*** Block opens ***

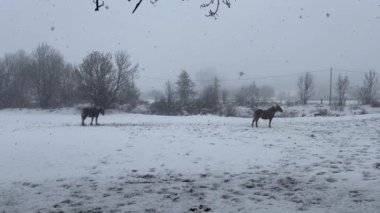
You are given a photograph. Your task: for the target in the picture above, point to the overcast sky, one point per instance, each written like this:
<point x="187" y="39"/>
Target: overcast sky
<point x="260" y="37"/>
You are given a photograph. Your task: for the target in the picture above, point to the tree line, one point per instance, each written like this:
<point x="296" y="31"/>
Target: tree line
<point x="44" y="79"/>
<point x="367" y="93"/>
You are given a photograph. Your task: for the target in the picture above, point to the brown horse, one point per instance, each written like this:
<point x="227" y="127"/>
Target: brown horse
<point x="266" y="114"/>
<point x="92" y="112"/>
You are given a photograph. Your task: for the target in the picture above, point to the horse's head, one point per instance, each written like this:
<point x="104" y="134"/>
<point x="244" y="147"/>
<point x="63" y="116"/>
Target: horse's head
<point x="278" y="108"/>
<point x="101" y="110"/>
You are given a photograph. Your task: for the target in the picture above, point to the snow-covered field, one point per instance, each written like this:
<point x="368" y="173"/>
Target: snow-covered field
<point x="143" y="163"/>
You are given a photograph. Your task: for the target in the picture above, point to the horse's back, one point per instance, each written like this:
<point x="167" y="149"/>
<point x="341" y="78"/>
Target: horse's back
<point x="258" y="113"/>
<point x="89" y="111"/>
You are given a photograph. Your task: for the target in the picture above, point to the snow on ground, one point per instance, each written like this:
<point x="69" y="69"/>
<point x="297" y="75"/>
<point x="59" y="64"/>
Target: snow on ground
<point x="144" y="163"/>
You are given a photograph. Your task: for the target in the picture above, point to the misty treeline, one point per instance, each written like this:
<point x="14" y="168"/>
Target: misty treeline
<point x="44" y="79"/>
<point x="367" y="93"/>
<point x="182" y="97"/>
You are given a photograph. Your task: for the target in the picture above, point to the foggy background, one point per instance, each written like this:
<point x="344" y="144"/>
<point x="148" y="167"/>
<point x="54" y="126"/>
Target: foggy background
<point x="271" y="41"/>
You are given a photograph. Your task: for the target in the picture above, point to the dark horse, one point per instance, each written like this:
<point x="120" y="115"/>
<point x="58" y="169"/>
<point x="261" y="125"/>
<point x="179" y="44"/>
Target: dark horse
<point x="266" y="114"/>
<point x="92" y="112"/>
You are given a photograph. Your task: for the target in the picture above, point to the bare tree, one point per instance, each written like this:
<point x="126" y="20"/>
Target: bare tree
<point x="125" y="90"/>
<point x="209" y="3"/>
<point x="341" y="89"/>
<point x="48" y="65"/>
<point x="170" y="96"/>
<point x="266" y="92"/>
<point x="97" y="78"/>
<point x="185" y="88"/>
<point x="305" y="87"/>
<point x="69" y="86"/>
<point x="15" y="78"/>
<point x="248" y="95"/>
<point x="370" y="88"/>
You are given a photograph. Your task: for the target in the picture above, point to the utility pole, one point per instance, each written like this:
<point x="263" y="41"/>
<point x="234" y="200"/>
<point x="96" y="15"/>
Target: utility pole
<point x="330" y="86"/>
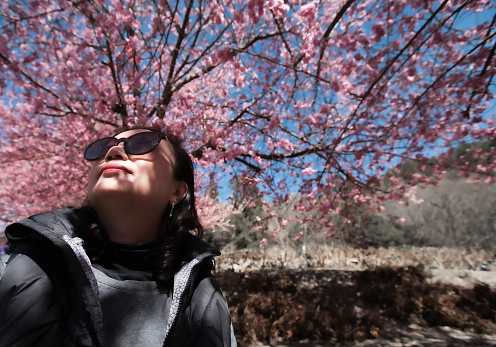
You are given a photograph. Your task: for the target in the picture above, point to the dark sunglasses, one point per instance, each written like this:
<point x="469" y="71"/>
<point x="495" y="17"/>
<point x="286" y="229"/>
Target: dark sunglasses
<point x="140" y="143"/>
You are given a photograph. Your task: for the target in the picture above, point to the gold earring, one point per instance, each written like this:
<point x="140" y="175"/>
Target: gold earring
<point x="172" y="208"/>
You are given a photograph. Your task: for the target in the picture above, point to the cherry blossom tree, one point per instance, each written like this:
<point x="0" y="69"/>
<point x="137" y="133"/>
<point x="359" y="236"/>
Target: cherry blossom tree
<point x="315" y="99"/>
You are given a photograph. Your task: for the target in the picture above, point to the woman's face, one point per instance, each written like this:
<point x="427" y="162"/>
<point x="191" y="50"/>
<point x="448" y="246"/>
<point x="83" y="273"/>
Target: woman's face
<point x="146" y="179"/>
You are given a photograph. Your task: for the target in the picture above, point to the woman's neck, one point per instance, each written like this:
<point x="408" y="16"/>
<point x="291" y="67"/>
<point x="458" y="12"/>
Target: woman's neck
<point x="129" y="227"/>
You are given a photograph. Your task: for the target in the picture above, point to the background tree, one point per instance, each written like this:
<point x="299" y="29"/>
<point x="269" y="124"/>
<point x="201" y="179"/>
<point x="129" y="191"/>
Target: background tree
<point x="315" y="98"/>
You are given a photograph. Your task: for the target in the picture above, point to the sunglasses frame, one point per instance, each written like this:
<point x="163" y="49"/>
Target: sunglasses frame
<point x="117" y="141"/>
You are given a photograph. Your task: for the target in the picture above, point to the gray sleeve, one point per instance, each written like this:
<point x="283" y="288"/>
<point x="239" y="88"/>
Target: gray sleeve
<point x="30" y="312"/>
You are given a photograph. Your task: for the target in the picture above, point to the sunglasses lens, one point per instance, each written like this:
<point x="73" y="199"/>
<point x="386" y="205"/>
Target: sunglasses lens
<point x="142" y="143"/>
<point x="99" y="148"/>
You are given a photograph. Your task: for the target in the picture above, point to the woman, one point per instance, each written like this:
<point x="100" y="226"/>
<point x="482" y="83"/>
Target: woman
<point x="126" y="270"/>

*** Block closes ***

▶ _WORK REQUEST_
Each line of the data above must be repeated exactly, images excluded.

▶ _SOLVED EXERCISE_
You are given a photograph. Your task: for the target in the picture above, point to the overcast sky, one point per instance, each written like this:
<point x="187" y="39"/>
Target: overcast sky
<point x="260" y="37"/>
You are given a photograph. Your task: for the target in the picture above, point to the tree line, one point per instance, each written like this:
<point x="296" y="31"/>
Target: tree line
<point x="44" y="79"/>
<point x="367" y="93"/>
You are given a photograph. Your task: for the target in the picture above, point to the brown horse, one point per instance, each written like this:
<point x="227" y="127"/>
Target: brown horse
<point x="266" y="114"/>
<point x="92" y="112"/>
You are given a photograph. Your task: for the target in the picture above, point to the horse's head, one point per instance, each written like this:
<point x="104" y="134"/>
<point x="244" y="147"/>
<point x="63" y="116"/>
Target: horse's head
<point x="278" y="108"/>
<point x="101" y="110"/>
You are given a photograph. Your task: for the target in the picture above, point to the snow-covered field, one point per instance, each written like this:
<point x="368" y="173"/>
Target: snow-covered field
<point x="143" y="163"/>
You are given a photograph. Your task: for the target in the picture above, point to the horse's back, one point per instance, each written like this:
<point x="167" y="149"/>
<point x="341" y="78"/>
Target: horse's back
<point x="258" y="113"/>
<point x="89" y="111"/>
You are given a photograph. Your task: for the target in the picture above, point to the snow on ground, one point per instance, each written like this:
<point x="69" y="69"/>
<point x="297" y="75"/>
<point x="59" y="64"/>
Target: snow on ground
<point x="144" y="163"/>
You are given a photograph. Your task: for the target in the picture above, point to the misty treeline, one point per instance, each written like this:
<point x="14" y="168"/>
Target: misty treeline
<point x="44" y="79"/>
<point x="367" y="93"/>
<point x="182" y="97"/>
You are given a photograph. Your task: for the target in the picture above, point to the foggy background, one point per instance, each written like this:
<point x="344" y="144"/>
<point x="148" y="167"/>
<point x="54" y="126"/>
Target: foggy background
<point x="271" y="41"/>
You are given a photograph. Your task: for the target in the picture above, point to the dark horse, one point per instance, each written like this:
<point x="120" y="115"/>
<point x="58" y="169"/>
<point x="261" y="125"/>
<point x="179" y="44"/>
Target: dark horse
<point x="266" y="114"/>
<point x="92" y="112"/>
You are given a photograph. Your task: for the target in the picture above, point to the bare tree, one point per instance, each written like this:
<point x="126" y="20"/>
Target: bare tree
<point x="125" y="90"/>
<point x="209" y="3"/>
<point x="341" y="89"/>
<point x="48" y="65"/>
<point x="170" y="96"/>
<point x="266" y="92"/>
<point x="97" y="78"/>
<point x="185" y="88"/>
<point x="305" y="87"/>
<point x="69" y="86"/>
<point x="15" y="78"/>
<point x="248" y="95"/>
<point x="370" y="88"/>
You are given a photograph. Your task: for the target in the picture above, point to the utility pole, one point per instance, each written like this:
<point x="263" y="41"/>
<point x="234" y="200"/>
<point x="96" y="15"/>
Target: utility pole
<point x="330" y="86"/>
You are given a photograph. Your task: for the target in the picture above, point to the dark sunglasses, one point per instance, each written like this:
<point x="469" y="71"/>
<point x="495" y="17"/>
<point x="286" y="229"/>
Target: dark sunglasses
<point x="140" y="143"/>
You are given a photograph. Your task: for the target in the picture above, point to the gold earring, one point per instance, each written like this:
<point x="140" y="175"/>
Target: gold earring
<point x="172" y="208"/>
You are given a photograph. Your task: for the target in the picture above, point to the cherry blossom tree, one point per instance, each written like this:
<point x="0" y="69"/>
<point x="137" y="133"/>
<point x="359" y="236"/>
Target: cherry blossom tree
<point x="315" y="99"/>
You are given a photograph. Your task: for the target in the picture above, point to the woman's face, one point per instance, each written like this:
<point x="427" y="162"/>
<point x="191" y="50"/>
<point x="448" y="246"/>
<point x="83" y="273"/>
Target: woman's face
<point x="146" y="179"/>
You are given a photograph. Your task: for the target in the picture above, point to the woman's neck, one point per instance, each written like this:
<point x="408" y="16"/>
<point x="291" y="67"/>
<point x="458" y="12"/>
Target: woman's neck
<point x="129" y="227"/>
You are given a photograph. Your task: for the target in the picture above, point to the background tree, one point per instance, each written like this:
<point x="299" y="29"/>
<point x="269" y="124"/>
<point x="201" y="179"/>
<point x="129" y="191"/>
Target: background tree
<point x="315" y="98"/>
You are given a photograph. Your task: for the target in the picture above, point to the sunglasses frame, one point per instance, each written like this:
<point x="163" y="49"/>
Target: sunglasses frame
<point x="117" y="141"/>
You are given a photograph. Your task: for the target in the picture above, point to the gray sleeve, one point per instance, each written like this:
<point x="283" y="288"/>
<point x="239" y="88"/>
Target: gray sleeve
<point x="30" y="312"/>
You are given a photograph. Your task: for the target in the picture above, point to the sunglasses lens, one point per instance, each written like this:
<point x="73" y="199"/>
<point x="386" y="205"/>
Target: sunglasses lens
<point x="142" y="143"/>
<point x="99" y="148"/>
You are given a photograph. Your task: for the target in the picture above, point to the woman, one point per instance, each written like this:
<point x="100" y="226"/>
<point x="482" y="83"/>
Target: woman
<point x="126" y="270"/>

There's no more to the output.